KUTIPAN PILIHAN>
■ ■ ■ ■ ■ ■ ■

Saya pernah punya dua kawan masa kecil yang bunuh diri, RP dan SK. Yang pertama berhasil, satunya tidak. Yang sukses mati membuat saya merasa tragis dalam waktu cukup lama. Semacam perasaan bersalah besar sebagai kawan, yang jadi hantu paling mengerikan bagi kesadaran saya, dibarengi rasa sedih tiap melihat dampak psikis di tengah keluarganya. Yang gagal mati bikin cemas; bikin berjaga-jaga jangan sampai dia jatuh ke lubang yang sama.

■ ■ ■ ■ ■ ■ ■

DATA TERSEDIA>

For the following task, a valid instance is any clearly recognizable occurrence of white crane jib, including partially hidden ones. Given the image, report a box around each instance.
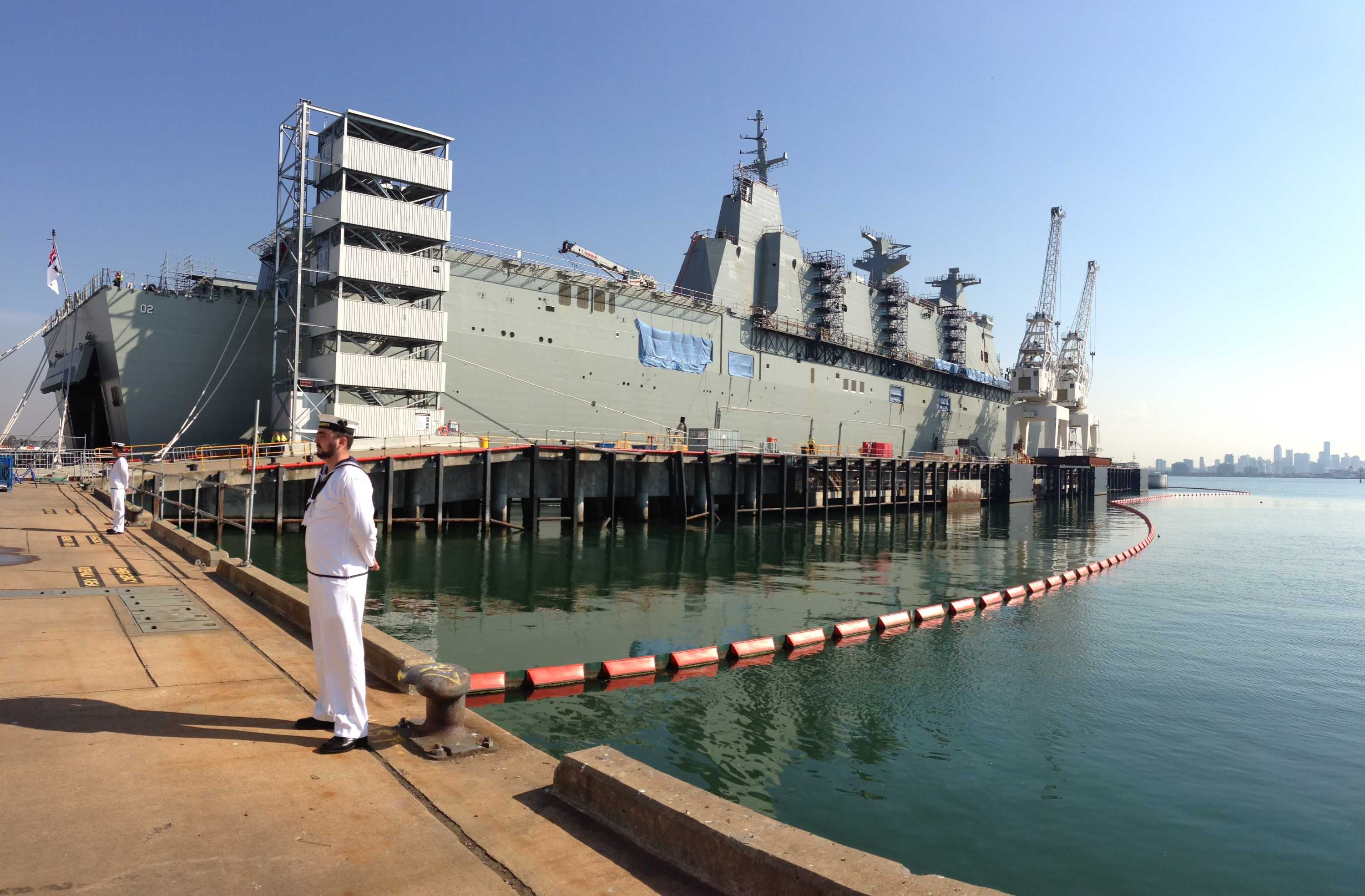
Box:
[1011,205,1066,401]
[560,239,659,289]
[1057,261,1100,410]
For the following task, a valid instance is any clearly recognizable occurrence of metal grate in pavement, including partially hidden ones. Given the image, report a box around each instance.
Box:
[115,586,218,635]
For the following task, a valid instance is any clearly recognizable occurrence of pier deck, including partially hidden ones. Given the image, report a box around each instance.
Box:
[0,485,707,895]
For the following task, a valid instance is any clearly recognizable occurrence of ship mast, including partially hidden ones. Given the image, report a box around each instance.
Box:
[740,109,788,183]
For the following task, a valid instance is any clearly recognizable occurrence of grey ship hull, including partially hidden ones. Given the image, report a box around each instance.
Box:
[442,250,1006,455]
[44,115,1009,455]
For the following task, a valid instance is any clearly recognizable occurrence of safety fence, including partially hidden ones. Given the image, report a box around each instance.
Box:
[467,492,1249,708]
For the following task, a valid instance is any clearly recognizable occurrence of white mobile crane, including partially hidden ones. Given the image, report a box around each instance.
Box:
[1005,205,1070,456]
[1057,261,1100,455]
[560,239,659,289]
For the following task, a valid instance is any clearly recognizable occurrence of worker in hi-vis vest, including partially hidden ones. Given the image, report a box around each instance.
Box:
[293,414,379,753]
[104,441,128,536]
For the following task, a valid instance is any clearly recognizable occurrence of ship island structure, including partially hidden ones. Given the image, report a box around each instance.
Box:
[32,100,1011,456]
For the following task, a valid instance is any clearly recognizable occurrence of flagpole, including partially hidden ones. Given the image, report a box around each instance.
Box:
[52,228,79,466]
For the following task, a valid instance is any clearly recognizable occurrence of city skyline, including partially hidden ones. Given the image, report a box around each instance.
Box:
[1143,440,1362,476]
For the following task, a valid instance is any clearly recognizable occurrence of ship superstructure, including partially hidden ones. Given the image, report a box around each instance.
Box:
[40,101,1010,455]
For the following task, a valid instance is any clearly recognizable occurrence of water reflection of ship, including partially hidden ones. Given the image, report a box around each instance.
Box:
[344,504,1130,664]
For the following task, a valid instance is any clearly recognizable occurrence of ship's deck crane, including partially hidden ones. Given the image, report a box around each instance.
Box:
[1005,205,1070,456]
[1057,261,1100,455]
[560,239,659,289]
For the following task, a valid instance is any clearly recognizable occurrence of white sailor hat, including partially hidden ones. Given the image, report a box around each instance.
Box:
[318,414,355,435]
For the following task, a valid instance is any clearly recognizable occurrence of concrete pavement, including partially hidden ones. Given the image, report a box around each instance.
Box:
[0,485,710,896]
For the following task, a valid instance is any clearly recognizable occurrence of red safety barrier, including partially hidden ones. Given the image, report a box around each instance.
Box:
[602,657,657,679]
[526,663,586,687]
[782,628,824,650]
[669,648,721,669]
[876,609,910,630]
[834,619,872,638]
[726,635,777,660]
[470,672,508,694]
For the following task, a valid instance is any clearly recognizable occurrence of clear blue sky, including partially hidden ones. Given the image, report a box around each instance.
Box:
[0,1,1365,463]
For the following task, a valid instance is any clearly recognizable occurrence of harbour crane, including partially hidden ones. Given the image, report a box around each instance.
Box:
[1057,261,1100,455]
[1005,205,1069,456]
[560,239,659,289]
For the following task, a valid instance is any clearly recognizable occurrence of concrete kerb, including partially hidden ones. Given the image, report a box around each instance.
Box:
[149,519,228,570]
[216,557,435,694]
[553,747,999,896]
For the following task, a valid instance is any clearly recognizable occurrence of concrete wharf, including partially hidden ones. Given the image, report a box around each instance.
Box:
[0,486,995,896]
[109,444,1140,544]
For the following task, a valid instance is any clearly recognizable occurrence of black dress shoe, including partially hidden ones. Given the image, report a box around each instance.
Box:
[293,716,336,731]
[318,736,370,754]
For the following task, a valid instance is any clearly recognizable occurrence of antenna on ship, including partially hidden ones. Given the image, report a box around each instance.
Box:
[740,109,788,183]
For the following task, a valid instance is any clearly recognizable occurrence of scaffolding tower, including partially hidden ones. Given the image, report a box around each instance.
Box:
[803,250,848,333]
[261,100,453,441]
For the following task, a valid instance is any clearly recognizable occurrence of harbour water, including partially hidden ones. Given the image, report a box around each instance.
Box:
[227,478,1365,895]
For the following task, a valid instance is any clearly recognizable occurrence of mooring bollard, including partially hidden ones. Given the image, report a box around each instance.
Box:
[394,663,497,759]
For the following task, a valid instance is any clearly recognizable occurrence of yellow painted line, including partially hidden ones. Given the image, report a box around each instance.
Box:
[109,567,142,585]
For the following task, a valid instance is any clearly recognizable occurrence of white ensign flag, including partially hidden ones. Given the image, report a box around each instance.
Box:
[48,246,61,295]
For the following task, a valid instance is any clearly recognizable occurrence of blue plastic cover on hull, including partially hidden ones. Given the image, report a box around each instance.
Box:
[635,318,711,373]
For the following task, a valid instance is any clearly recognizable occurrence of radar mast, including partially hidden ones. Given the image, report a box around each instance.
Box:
[740,109,788,183]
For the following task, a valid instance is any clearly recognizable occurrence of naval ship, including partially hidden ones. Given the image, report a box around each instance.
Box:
[42,101,1010,456]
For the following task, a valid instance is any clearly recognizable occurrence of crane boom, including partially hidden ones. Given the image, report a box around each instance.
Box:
[560,239,659,289]
[1014,205,1066,401]
[1057,261,1100,408]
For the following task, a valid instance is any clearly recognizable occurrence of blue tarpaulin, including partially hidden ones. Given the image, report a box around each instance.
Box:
[635,318,711,373]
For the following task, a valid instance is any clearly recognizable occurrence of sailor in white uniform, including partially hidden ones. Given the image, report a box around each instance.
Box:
[104,441,128,536]
[293,414,379,753]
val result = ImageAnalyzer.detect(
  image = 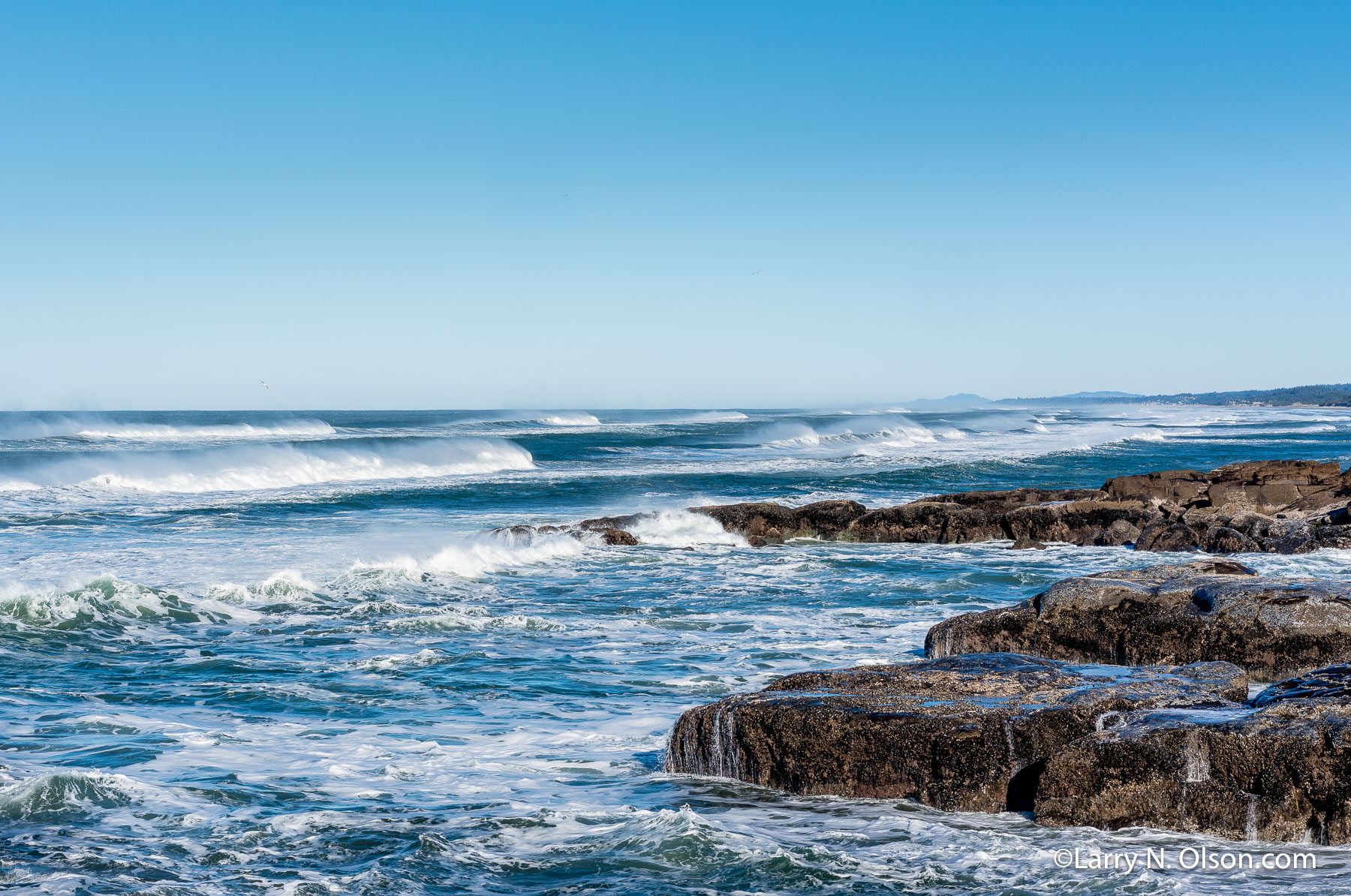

■ ■ ■ ■ ■ ■ ■

ARAHAN TUGAS 1> Dalam kutipan tentang dua kawan masa kecil, apa yang ditimbulkan oleh kawan yang gagal mati?
ARAHAN TUGAS 2> Teruskan kutipan tentang dua kawan masa kecil itu setelah kalimat terakhirnya.

HASIL LATIHAN 1> Kawan yang gagal mati menimbulkan rasa cemas dan membuat orang berjaga-jaga agar ia tidak jatuh ke lubang yang sama.

HASIL LATIHAN 2>
Saya harap Anda yang kini mau buruan mati berpikir ulang berkali-kali. Bikin "legal opinion" dulu sebelum bunuh diri, yang tahan kritik, terutama kritik dari pikiran Anda sendiri. Saya tentu saja tak berwenang melimpahi ayat-ayat suci ke dalam proses itu. Anda sendiri yang tanggung jawab. Paling saya cuma bisa bilang klise ala dai poligami: Carilah mati yang bermartabat, hidup yang juga bermartabat. Betul, tidak? Betul, tidak?
Martabat itu konon sederhana saja. Sekadar punya satu dalih, satu saja, untuk menemukan dan melanjutkan harapan baru. Hingga satu saat kalau Anda siap menarik picu dengan jempol, pucuk pistol di pangkal lidah, Anda bisa bilang kepada Malaikat Maut yang nongkrong siap mencoret nama Anda dari notesnya sambil pilin-pilin janggut di sebelah Anda, “Oom, Oom Malaikat, lain kali saja datang lagi, ya. Maaf, saya sudah bertemu alasan.”
Saya yakin beliau spontan undur diri keki, tapi diam-diam bangga, walau dibarengi ngomel-ngomel juga. Excuses are like assholes, fool. Everybody's got one!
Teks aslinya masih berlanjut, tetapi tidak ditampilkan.